Saved data entries

'''

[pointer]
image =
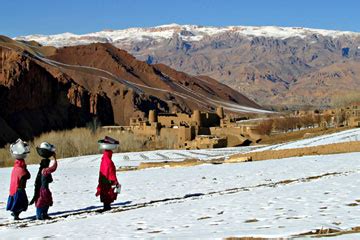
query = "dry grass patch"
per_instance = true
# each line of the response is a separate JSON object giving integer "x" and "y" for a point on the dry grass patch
{"x": 297, "y": 135}
{"x": 80, "y": 142}
{"x": 184, "y": 163}
{"x": 299, "y": 152}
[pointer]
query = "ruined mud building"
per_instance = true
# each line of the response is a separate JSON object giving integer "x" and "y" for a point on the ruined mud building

'''

**Stated task**
Please rewrite all the records with "dry grass patch" changed to "dead grass patch" everywhere and everything else kept the same, leaving the pictures out of your answer.

**Right answer**
[pointer]
image =
query = "dead grass patch"
per_instance = true
# each line of the response is a separate JSON object giving integer "x" and "y" for a point on the dead grass patch
{"x": 297, "y": 135}
{"x": 80, "y": 142}
{"x": 184, "y": 163}
{"x": 299, "y": 152}
[pointer]
query = "ruined mud building"
per_instance = true
# each line of the response is a separate JSON object giving integer "x" and "y" for a point on the ruined mud building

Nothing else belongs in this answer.